_Halaman:_
┏━━
Pasar alat berat Indonesia diperkirakan tetap memiliki prospek yang menjanjikan hingga akhir tahun 2025. Di tengah tingginya dinamika perekonomian dan volatilitas pasar keuangan global, bisnis alat berat tidak terlepas dari pengaruh industri tambang, kelapa sawit, infrastruktur dan perumahan, serta pertanian dan kehutanan.
Equipment Indonesia, Jakarta – Sentimen positif di industri pembiayaan digerakkan, antara lain, oleh bisnis peralatan berat dan dan otomotif. Tidak berlebihan kalau dikatakan bahwa penggerak utama pertumbuhan industri multifinance adalah kedua sektor usaha tersebut. Indonesia merupakan salah satu pasar terbesar produk-produk otomotif di kawasan ASEAN. Ini terbukti dari penjualan mobil di Indonesia yang selalu menjadi yang tertinggi dibandingkan negara-negara ASEAN lainnya karena populasinya sangat besar, meski tingkat penetrasi kendaraan (rasio kepemilikan mobil per 1000 penduduk) masih relatif rendah dibandingkan negara-negara tetangga. Sementara di sektor alat berat, operasi-operasi tambang yang masih tinggi, perluasan dan perawatan perkebunan kelapa sawit dan forestry serta pembangunan infrastruktur yang masih terus berlangsung mengandalkan banyak alat berat.
Harapan pertumbuhan di industri pembiayaan tergambar sepanjang kuartal I-2025. Otoritas Jasa Keuangan (OJK) mencatat pembiayaan alat berat oleh perusahaan-perusahaan pembiayaan mengalami peningkatan per Maret 2025. Bahkan, pembiayaan alat berat oleh perusahaan multifinance menunjukkan pertumbuhan yang solid pada awal tahun 2025.
Agusman, Kepala Eksekutif Pengawas Lembaga Pembiayaan, Perusahaan Modal Ventura, Lembaga Keuangan Mikro dan Lembaga Jasa Keuangan Lainnya OJK, mengatakan, penyaluran pembiayaan alat berat multifinance mencapai Rp46,73 triliun per Maret 2025. “Pencapaian ini meningkat sebesar 8,05%, jika dibandingkan periode sama tahun 2024,” ungkap Agusman dalam konferensi pers Rapat Dewan Komisioner Bulanan Otoritas Jasa Keuangan (RDKBOJK), Jumat (09/5/2025).
Agusman menerangkan, pertumbuhan pembiayaan alat berat per Maret 2025 tercatat mengalami perlambatan, jika dibandingkan posisi per Februari 2025 yang tercatat sebesar 9,2% secara tahunan (year-on-year/YoY). Meski begitu, OJK masih melihat prospek yang cukup cerah untuk pembiayaan alat berat sepanjang tahun ini.
┗━━
_Informasi yang Diberikan:_
┏━━
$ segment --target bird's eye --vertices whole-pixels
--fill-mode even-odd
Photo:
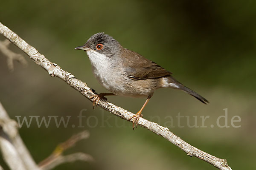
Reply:
[[[99,44],[97,45],[96,48],[98,50],[101,50],[103,48],[103,45],[102,44]]]

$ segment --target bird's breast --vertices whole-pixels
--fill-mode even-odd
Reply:
[[[122,72],[116,68],[113,59],[95,51],[87,52],[94,76],[107,90],[117,94],[125,90]]]

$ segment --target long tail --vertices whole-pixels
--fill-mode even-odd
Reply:
[[[169,85],[169,87],[170,88],[181,90],[185,91],[185,92],[188,93],[193,97],[195,97],[196,98],[201,101],[202,102],[205,104],[209,103],[209,102],[205,98],[200,95],[195,91],[193,91],[190,88],[187,88],[186,87],[183,85],[182,84],[180,83],[180,82],[176,80],[172,76],[168,76],[167,78],[169,80],[168,83]]]

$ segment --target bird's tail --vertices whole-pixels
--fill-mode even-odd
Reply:
[[[202,102],[205,104],[209,103],[209,102],[205,98],[198,94],[197,93],[190,89],[190,88],[187,88],[186,87],[183,85],[182,84],[176,80],[175,79],[172,77],[172,76],[168,76],[167,78],[169,80],[168,82],[169,85],[168,87],[181,90],[185,91],[185,92],[189,94],[193,97],[197,98],[197,99],[201,101]]]

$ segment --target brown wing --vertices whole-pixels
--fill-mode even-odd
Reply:
[[[127,76],[133,79],[154,79],[169,75],[172,73],[134,51],[124,49],[122,51]]]

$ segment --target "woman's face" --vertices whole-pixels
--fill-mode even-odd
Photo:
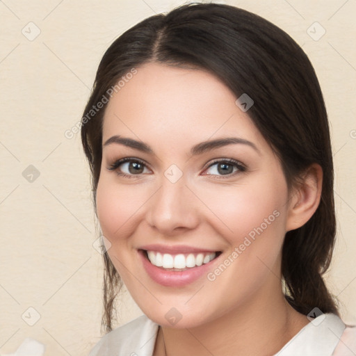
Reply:
[[[236,99],[211,74],[150,63],[108,104],[98,217],[115,268],[160,325],[198,326],[280,298],[286,183]],[[172,261],[189,267],[164,269]]]

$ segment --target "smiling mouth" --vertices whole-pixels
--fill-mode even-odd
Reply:
[[[165,270],[182,271],[200,267],[218,258],[222,252],[198,252],[185,254],[160,253],[156,251],[140,250],[149,262]]]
┗━━
_Latihan:_ Menurut halaman tentang pasar alat berat, berapa nilai penyaluran pembiayaan alat berat oleh perusahaan multifinance per Maret 2025?

_Keluaran:_ Rp46,73 triliun.